> **Reading text**:
# # #

5. Change Detection with JSONB Diff

-- Native JSONB diff functionality
CREATE OR REPLACE FUNCTION jsonb_diff_keys(old_data JSONB, new_data JSONB)
RETURNS TEXT[] AS $$
SELECT array_agg(DISTINCT key)
FROM (
SELECT key FROM jsonb_each(old_data)
EXCEPT
SELECT key FROM jsonb_each(new_data)
UNION
SELECT key FROM jsonb_each(new_data)
EXCEPT
SELECT key FROM jsonb_each(old_data)
UNION
SELECT key
FROM jsonb_each(old_data) o
JOIN jsonb_each(new_data) n USING (key)
WHERE o.value IS DISTINCT FROM n.value
) changes;
$$ LANGUAGE SQL IMMUTABLE;

-- Semantic diff with nested object support
CREATE OR REPLACE FUNCTION jsonb_deep_diff(old_data JSONB, new_data JSONB)

# # #

> **Supplied entries**:
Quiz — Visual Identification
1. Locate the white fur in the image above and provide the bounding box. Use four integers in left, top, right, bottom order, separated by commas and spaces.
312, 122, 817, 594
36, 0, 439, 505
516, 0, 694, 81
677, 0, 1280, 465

# # #

> **Challenges**:
**1.** From the change detection text, retype the passage between "RETURNS TEXT[] AS" and "n USING (key)", inclusive.
**2.** In the change detection text, what type does the function jsonb_diff_keys return?

> **Worked solutions**:
**1.**
RETURNS TEXT[] AS $$
SELECT array_agg(DISTINCT key)
FROM (
SELECT key FROM jsonb_each(old_data)
EXCEPT
SELECT key FROM jsonb_each(new_data)
UNION
SELECT key FROM jsonb_each(new_data)
EXCEPT
SELECT key FROM jsonb_each(old_data)
UNION
SELECT key
FROM jsonb_each(old_data) o
JOIN jsonb_each(new_data) n USING (key)

**2.** TEXT[]